▸ **Task objective**: Continue the dataframe grouping post below from the point where it stops, not the data that follows it.

▸ **Text**:
I am new to python and I am trying to insert record into group by result object.
I have below dataframe where ID 1 & 2 has SECTION_GROUP as GROUP 1 and 3 & 4 has GROUP 2 but 5 doesn't have any SECTION_GROUP.
ID | ENTITY_NAME | ENTITY_NAME | SECTION_GROUP | DOC_ID |
---|---|---|---|---|
1 | dNumber | U220059090 | GROUP 1 | 40 |
2 | tDate | 6-Dec-22 | GROUP 1 | 40 |
3 | dNumber | U220059090 | GROUP 2 | 40 |
4 | tDate | 6-Dec-22 | GROUP 2 | 40 |
5 | sCompany | bp | nan | 40 |
I am trying to get result as below into two separate group.
ID | ENTITY_NAME | ENTITY_NAME | SECTION_GROUP | DOC_ID |
---|---|---|---|---|
1 | dNumber | U220059090 | GROUP 1 | 40 |
2 | tDate | 6-Dec-22 | GROUP 1 | 40 |
5 | sCompany | bp | nan | 40 |
ID | ENTITY_NAME | ENTITY_NAME | SECTION_GROUP | DOC_ID |
---|---|---|---|---|
3 | dNumber | U220059090 | GROUP 2 | 40 |
4 | tDate | 6-Dec-22 | GROUP 2 | 40 |
5 | sCompany | bp | nan | 40 |
I have tried below but I am only getting result for GROUP 2. I need to access both groups result outside of loop. Any help is really appreciated.

▸ **Data excerpts**:
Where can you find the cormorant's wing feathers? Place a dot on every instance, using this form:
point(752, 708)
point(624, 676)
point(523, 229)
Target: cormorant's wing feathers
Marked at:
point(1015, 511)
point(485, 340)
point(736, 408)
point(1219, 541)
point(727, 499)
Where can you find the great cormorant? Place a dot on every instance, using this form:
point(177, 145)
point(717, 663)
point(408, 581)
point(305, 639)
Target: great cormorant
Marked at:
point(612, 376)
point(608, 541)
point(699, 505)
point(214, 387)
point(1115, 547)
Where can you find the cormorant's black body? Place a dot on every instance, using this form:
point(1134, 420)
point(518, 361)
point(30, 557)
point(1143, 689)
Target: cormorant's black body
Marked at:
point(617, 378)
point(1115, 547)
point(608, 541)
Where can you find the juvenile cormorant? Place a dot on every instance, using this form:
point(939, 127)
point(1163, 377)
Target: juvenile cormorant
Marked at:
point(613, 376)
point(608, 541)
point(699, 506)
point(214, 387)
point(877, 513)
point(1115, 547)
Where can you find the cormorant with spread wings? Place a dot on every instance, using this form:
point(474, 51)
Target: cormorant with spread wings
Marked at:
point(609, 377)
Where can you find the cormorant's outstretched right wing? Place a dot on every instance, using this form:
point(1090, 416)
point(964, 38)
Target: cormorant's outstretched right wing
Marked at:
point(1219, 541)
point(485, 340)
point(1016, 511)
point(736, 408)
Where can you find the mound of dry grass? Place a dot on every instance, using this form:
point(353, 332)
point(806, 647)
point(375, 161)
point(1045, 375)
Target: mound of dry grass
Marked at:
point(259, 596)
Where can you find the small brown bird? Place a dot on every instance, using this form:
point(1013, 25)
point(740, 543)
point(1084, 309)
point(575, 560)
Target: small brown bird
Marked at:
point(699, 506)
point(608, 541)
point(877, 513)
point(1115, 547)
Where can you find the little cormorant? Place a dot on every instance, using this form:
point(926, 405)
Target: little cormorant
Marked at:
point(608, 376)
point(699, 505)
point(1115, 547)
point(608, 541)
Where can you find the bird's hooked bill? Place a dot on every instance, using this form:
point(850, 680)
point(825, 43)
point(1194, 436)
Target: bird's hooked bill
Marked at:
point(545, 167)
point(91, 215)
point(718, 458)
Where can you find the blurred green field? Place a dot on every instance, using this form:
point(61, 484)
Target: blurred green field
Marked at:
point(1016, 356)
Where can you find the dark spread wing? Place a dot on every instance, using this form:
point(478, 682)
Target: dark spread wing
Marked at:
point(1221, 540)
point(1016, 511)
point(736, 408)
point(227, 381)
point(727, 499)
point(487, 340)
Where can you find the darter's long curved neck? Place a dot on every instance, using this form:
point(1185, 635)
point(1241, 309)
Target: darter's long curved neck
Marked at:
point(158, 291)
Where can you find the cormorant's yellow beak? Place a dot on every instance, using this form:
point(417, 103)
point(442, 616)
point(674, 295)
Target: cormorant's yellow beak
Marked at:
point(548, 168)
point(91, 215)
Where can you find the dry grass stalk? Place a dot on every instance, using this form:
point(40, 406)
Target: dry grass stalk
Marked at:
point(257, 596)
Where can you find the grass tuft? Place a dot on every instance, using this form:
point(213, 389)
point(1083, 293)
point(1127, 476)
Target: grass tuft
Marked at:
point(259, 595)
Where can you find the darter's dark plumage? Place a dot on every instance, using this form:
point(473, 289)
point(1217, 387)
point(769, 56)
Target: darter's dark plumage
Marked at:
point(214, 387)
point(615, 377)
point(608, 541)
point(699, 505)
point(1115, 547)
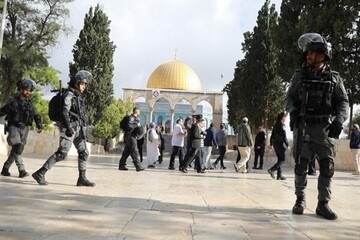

▸ **Output of the task**:
import pandas as pd
df = pd.read_csv ('sample.csv',encoding= 'unicode_escape',usecols= ['ID','ENTITY_NAME','ENTITY_VALUE','SECTION_GROUP','DOC_ID'])
distDocIds = df["DOC_ID"].unique()
for docId in distDocIds:
result = df[df.DOC_ID==docId] # all data for specific Id
grpResult = df[df.DOC_ID==docId].groupby('SECTION_GROUP') # groupby SECTION_GROUP data
for group in grpResult:
#check in any record present without SECTION_GROUP
#if present append group with that record
foundUnion = result[pd.isnull(result.SECTION_GROUP)]
if len(foundUnion) > 0:
foundUnion = foundUnion.append(group[1])
**#IF I print foundUnion here I am getting proper result as epxected but I want this access foundUnion outside of loop.
newdf = foundUnion.copy()
print(newdf)
If the empty cell is empty string ''
, you can do:
mask = df['SECTION_GROUP'].eq('')
rest = df[mask]
for _, g in df[~mask].groupby('SECTION_GROUP'):
g = pd.concat([g, rest])
print(g)
Prints:
ID ENTITY_NAME ENTITY_NAME.1 SECTION_GROUP DOC_ID
0 1 dNumber U220059090 GROUP 1 40
1 2 tDate 6-Dec-22 GROUP 1 40
4 5 sCompany bp 40
ID ENTITY_NAME ENTITY_NAME.1 SECTION_GROUP DOC_ID
2 3 dNumber U220059090 GROUP 2 40
3 4 tDate 6-Dec-22 GROUP 2 40
4 5 sCompany bp 40
If the empty value is NaN
:
mask = df['SECTION_GROUP'].isna()
rest = df[mask]
for _, g in df[~mask].groupby('SECTION_GROUP'):
g = pd.concat([g, rest])
print(g)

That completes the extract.